→ OBJECTIVE:
From the letter below, list each thing the writer says her heart still needed to do with the child after the death.

Losing My Mommyness
Hello my little sweetheart,
I just was thinking about how when you where here you were my alarm clock. You woke me in the morning, let me know when it was time to eat all meals, you let me know when it was getting close to naptime, when we were suppose to take a bath and head off to bed. You basically dictated my life and time.
When you died, I went thought this phase of losing my mommyness. I know that isn’t a real word and I know I was still a mom, but losing you meant losing a part of my mommyness. Let me explain.
My body was set to your clock. I still woke up and still had your schedule, just no you. My ears were still geared for your cry, but no cry would come. My heart was still in need to hug you and kiss you, hold you, read to you, play with you, snuggle with you, but there was no you here. I lost a part of being a mom when you died. I lost my last born, my baby. You were learning to talk, I miss hearing your little voice as you said things like “mote” and your version of bubble guppies, I miss hearing you say Mommy and daddy, and call your sisters. I lost a part of my Mommyness.

→ DATA LINES:
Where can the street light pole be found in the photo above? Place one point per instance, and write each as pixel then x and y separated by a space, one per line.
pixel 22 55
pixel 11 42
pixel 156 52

→ RESPONSE TO THIS EXERCISE:
- hug
- kiss
- hold
- read to
- play with
- snuggle with